### Document extract
Your Webcam Can Be a Hacker’s Weapon: New ‘BadCam’ Attack Hijacks Lenovo Devices
Researchers at Eclypsium have uncovered critical vulnerabilities in the Lenovo 510 FHD and Lenovo Performance FHD webcams that allow them to be transformed into BadUSB-style attack devices. The issue, dubbed BadCam, was presented at DEF CON 33 and is believed to be the first documented case in which a Linux-based device, already connected to a computer, can be remotely reprogrammed and repurposed as a malicious USB peripheral.
BadUSB attacks have been known since 2014, when Karsten Nohl and Jakob Lell demonstrated that USB device firmware could be reflashed to surreptitiously execute commands and run malicious code. Unlike conventional malware residing in the file system, such attacks operate at the firmware level, rendering them virtually invisible to antivirus software. Compromised devices can emulate keyboards, intercept input, install backdoors, reroute network traffic, and exfiltrate data.

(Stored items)
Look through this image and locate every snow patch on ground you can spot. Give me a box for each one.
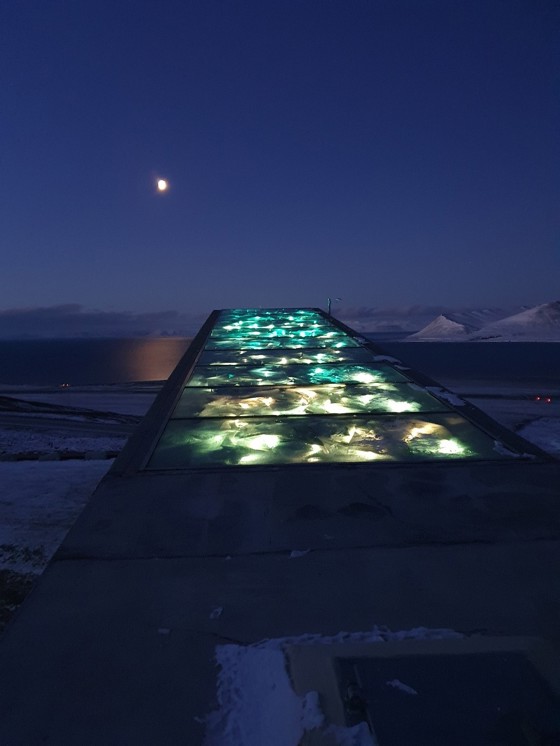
[518,417,560,457]
[0,428,127,454]
[204,627,463,746]
[0,460,112,572]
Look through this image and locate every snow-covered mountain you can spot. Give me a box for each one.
[406,313,477,342]
[472,301,560,342]
[406,301,560,342]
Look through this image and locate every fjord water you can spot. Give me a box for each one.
[0,337,191,386]
[0,337,560,386]
[382,341,560,384]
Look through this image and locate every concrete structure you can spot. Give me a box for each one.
[0,306,560,746]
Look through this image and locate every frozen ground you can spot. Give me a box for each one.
[0,380,560,626]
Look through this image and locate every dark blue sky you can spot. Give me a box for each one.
[0,0,560,314]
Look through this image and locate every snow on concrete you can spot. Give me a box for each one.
[204,627,463,746]
[426,386,465,407]
[385,679,418,694]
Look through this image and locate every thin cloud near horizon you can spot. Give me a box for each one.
[0,303,532,339]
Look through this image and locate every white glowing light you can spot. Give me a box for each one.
[351,449,379,461]
[239,453,260,464]
[354,372,377,383]
[323,399,352,414]
[385,399,420,412]
[438,440,465,456]
[245,433,280,451]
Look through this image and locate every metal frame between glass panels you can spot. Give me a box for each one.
[147,309,516,469]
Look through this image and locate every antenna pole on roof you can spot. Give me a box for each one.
[327,298,342,316]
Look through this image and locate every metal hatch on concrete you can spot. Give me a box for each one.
[0,309,560,746]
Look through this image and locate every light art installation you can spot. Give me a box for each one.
[187,364,408,387]
[198,347,374,366]
[172,383,445,419]
[147,309,513,469]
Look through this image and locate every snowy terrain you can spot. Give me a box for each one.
[406,301,560,342]
[0,380,560,628]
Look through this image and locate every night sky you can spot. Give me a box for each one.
[0,0,560,330]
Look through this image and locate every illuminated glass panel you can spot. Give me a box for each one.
[148,414,506,469]
[205,335,360,350]
[210,324,347,339]
[198,347,374,366]
[172,383,446,419]
[187,364,408,387]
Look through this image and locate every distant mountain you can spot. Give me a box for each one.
[472,301,560,342]
[406,313,477,342]
[406,301,560,342]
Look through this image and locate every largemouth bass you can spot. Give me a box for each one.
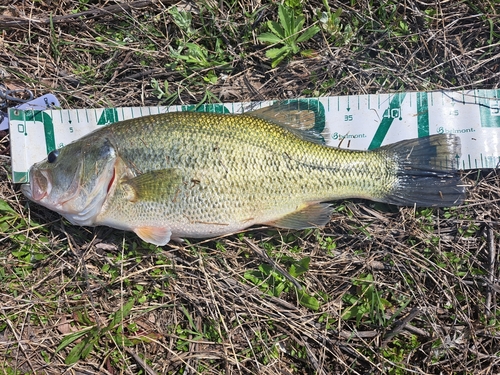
[22,110,465,245]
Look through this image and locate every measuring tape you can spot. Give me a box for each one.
[9,90,500,183]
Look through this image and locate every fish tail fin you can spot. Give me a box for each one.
[379,134,466,207]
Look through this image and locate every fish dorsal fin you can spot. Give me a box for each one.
[122,168,182,202]
[133,226,172,246]
[266,203,333,229]
[245,101,325,145]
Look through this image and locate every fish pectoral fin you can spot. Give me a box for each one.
[122,168,182,202]
[134,226,172,246]
[266,203,333,229]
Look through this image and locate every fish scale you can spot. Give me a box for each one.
[19,112,464,245]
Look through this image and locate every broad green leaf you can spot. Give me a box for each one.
[297,26,319,43]
[292,15,306,34]
[56,327,94,353]
[257,33,283,44]
[267,21,287,41]
[80,335,99,358]
[278,4,293,36]
[108,298,135,328]
[288,257,311,277]
[266,46,290,60]
[0,199,16,214]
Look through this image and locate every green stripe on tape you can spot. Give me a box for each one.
[417,92,429,138]
[368,92,406,150]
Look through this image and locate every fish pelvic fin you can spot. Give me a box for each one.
[265,203,332,229]
[376,134,466,207]
[133,226,172,246]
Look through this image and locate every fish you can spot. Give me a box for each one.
[21,108,466,246]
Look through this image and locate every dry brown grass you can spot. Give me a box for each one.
[0,0,500,374]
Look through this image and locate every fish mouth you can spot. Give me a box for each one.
[21,170,52,202]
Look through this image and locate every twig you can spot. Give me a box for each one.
[125,348,158,375]
[0,0,168,29]
[382,307,420,346]
[243,237,303,290]
[485,226,496,316]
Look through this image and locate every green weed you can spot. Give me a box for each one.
[257,4,320,68]
[56,299,136,365]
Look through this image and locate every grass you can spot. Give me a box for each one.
[0,0,500,374]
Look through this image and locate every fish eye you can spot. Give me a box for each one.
[47,150,59,163]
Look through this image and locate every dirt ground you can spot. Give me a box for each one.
[0,0,500,375]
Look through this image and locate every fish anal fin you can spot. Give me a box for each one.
[122,168,182,202]
[266,203,333,229]
[134,226,172,246]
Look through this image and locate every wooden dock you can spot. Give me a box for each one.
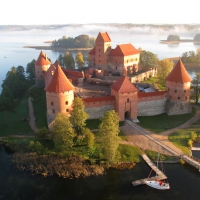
[132,154,167,186]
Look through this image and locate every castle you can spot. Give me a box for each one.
[35,33,191,127]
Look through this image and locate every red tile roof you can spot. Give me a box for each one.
[44,64,56,84]
[166,60,192,83]
[83,96,115,103]
[44,66,74,93]
[62,68,84,78]
[111,75,138,93]
[110,44,140,56]
[88,47,96,54]
[138,91,166,98]
[35,51,51,66]
[97,32,111,42]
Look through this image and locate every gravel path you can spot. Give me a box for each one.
[120,106,200,156]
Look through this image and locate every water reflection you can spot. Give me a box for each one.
[0,146,200,200]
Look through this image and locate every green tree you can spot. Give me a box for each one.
[53,113,75,152]
[158,58,174,85]
[35,127,49,139]
[58,51,75,69]
[26,59,36,81]
[76,52,84,68]
[82,128,94,148]
[140,50,159,69]
[70,97,89,135]
[0,97,15,124]
[99,110,120,164]
[191,73,200,104]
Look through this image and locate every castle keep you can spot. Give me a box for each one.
[35,33,191,124]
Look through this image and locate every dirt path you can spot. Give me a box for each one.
[120,106,200,156]
[28,97,38,133]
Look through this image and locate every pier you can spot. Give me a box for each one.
[181,155,200,171]
[132,154,167,186]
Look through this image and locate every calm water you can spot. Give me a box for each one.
[0,25,200,92]
[0,146,200,200]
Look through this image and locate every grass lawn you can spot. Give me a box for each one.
[86,119,124,130]
[145,150,176,161]
[0,97,33,136]
[138,107,196,133]
[169,128,200,154]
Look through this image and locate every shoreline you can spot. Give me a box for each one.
[23,46,92,51]
[160,39,200,44]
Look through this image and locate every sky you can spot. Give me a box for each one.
[0,0,200,25]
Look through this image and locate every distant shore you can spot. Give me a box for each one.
[23,45,92,51]
[160,39,200,44]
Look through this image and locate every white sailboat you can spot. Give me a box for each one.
[145,155,170,190]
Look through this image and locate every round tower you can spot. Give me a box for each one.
[35,51,51,87]
[166,60,192,115]
[44,66,74,124]
[111,75,138,121]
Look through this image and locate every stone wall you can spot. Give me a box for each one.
[85,105,115,119]
[167,102,192,115]
[138,98,167,116]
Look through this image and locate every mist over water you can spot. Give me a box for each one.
[0,24,200,92]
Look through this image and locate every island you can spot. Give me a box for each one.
[160,33,200,44]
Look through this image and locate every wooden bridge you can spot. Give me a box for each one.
[181,155,200,171]
[132,154,167,186]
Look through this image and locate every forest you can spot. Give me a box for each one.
[51,35,95,48]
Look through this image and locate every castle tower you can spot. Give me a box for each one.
[35,51,51,87]
[166,60,192,115]
[44,66,74,124]
[89,32,111,69]
[111,75,138,121]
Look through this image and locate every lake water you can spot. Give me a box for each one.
[0,25,200,92]
[0,146,200,200]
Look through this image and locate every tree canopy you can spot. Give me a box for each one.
[99,110,120,163]
[52,35,95,48]
[70,97,89,134]
[191,73,200,103]
[140,50,159,69]
[53,113,75,152]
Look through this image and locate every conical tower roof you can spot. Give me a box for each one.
[35,51,51,66]
[111,75,138,93]
[44,66,74,93]
[166,59,192,83]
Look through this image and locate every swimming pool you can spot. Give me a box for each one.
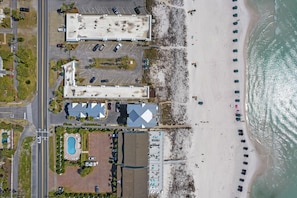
[67,137,76,155]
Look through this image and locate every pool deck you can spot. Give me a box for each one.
[64,133,81,161]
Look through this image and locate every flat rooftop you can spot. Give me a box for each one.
[62,61,149,99]
[66,13,152,41]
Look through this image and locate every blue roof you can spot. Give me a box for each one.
[67,103,105,118]
[127,103,158,128]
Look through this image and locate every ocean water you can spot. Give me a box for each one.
[248,0,297,198]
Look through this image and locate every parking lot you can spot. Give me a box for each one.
[49,0,146,85]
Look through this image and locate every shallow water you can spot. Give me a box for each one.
[248,0,297,198]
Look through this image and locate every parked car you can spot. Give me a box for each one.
[57,43,64,48]
[95,186,99,193]
[89,156,95,161]
[99,44,105,51]
[115,102,121,112]
[113,43,122,52]
[134,7,140,14]
[20,7,30,12]
[112,7,120,15]
[92,43,99,52]
[90,76,96,83]
[100,79,108,83]
[57,8,65,14]
[58,27,66,32]
[37,136,41,144]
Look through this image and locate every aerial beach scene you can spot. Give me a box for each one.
[0,0,297,198]
[153,0,296,197]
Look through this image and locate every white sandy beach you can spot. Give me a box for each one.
[151,0,260,198]
[185,0,259,198]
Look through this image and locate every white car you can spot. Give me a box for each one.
[113,43,122,52]
[58,27,66,32]
[37,136,41,144]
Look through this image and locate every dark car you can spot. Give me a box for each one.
[115,102,121,112]
[99,44,105,51]
[57,43,64,48]
[90,76,96,83]
[100,79,108,83]
[20,8,30,12]
[92,44,99,52]
[57,8,65,14]
[134,7,140,14]
[112,7,120,15]
[113,43,122,52]
[95,186,99,193]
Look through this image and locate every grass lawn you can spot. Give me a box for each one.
[90,56,136,70]
[18,9,37,28]
[80,133,88,151]
[49,60,57,88]
[0,75,16,102]
[18,137,33,197]
[16,33,37,100]
[49,136,56,172]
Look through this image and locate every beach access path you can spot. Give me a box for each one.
[184,0,259,198]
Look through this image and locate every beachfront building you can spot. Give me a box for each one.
[66,13,152,42]
[62,60,149,99]
[66,102,106,119]
[127,103,158,128]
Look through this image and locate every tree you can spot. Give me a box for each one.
[11,10,20,21]
[17,37,25,42]
[79,166,93,177]
[3,8,10,15]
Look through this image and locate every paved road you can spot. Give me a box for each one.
[10,0,18,89]
[37,0,49,198]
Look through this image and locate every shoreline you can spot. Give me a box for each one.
[184,0,266,197]
[243,0,269,197]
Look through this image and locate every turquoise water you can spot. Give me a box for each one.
[248,0,297,198]
[67,137,76,155]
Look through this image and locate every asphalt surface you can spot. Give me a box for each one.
[36,0,49,198]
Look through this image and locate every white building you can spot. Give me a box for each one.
[62,61,149,99]
[66,13,152,41]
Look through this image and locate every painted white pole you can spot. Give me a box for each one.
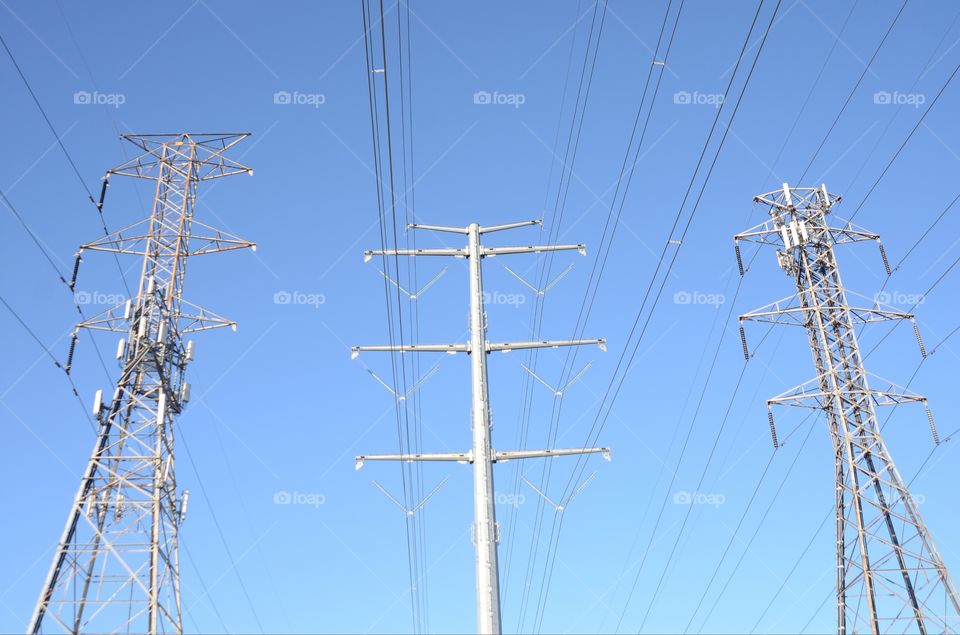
[468,223,500,635]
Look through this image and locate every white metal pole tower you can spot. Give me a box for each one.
[353,221,610,634]
[28,133,255,633]
[734,184,960,633]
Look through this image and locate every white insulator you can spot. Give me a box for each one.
[179,489,190,523]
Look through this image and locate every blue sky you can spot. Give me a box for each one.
[0,0,960,632]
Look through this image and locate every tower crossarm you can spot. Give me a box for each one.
[487,339,607,353]
[356,448,610,470]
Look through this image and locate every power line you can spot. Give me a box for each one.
[0,29,131,296]
[797,0,907,183]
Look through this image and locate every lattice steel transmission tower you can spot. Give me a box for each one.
[29,133,255,633]
[734,184,960,633]
[353,221,610,634]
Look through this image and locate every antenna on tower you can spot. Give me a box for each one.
[351,220,610,634]
[734,183,960,633]
[28,133,255,633]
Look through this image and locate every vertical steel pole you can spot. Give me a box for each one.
[468,223,500,635]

### Required work
Continue the article on the BadCam webcam attack from where it stops.

### Output
According to the scenario described by the researchers, an attacker could send a victim a compromised webcam or physically connect one to a target machine, then remotely seize control. Once compromised, the device can function as an HID emulator or an additional USB device—issuing commands, delivering payloads, and establishing persistence—while still operating as a fully functional camera. More alarmingly, a camera reprogrammed in this way could reinfect a computer even after the operating system has been reinstalled.
The root cause lies in the absence of firmware authenticity checks and the presence of USB Gadget support in Linux, which together allow complete compromise of the device’s software stack. Following the disclosure in April 2025, Lenovo released firmware update version 4.8.0 and, in collaboration with SigmaStar, provided a tool to remediate the flaw.
Experts warn that this attack highlights a serious gap in the trust model: both corporate and consumer systems often automatically trust peripherals capable of executing code and accepting remote instructions. Vulnerable devices may pose a threat not only to the system they are currently connected to, but to any other machine they are subsequently plugged into.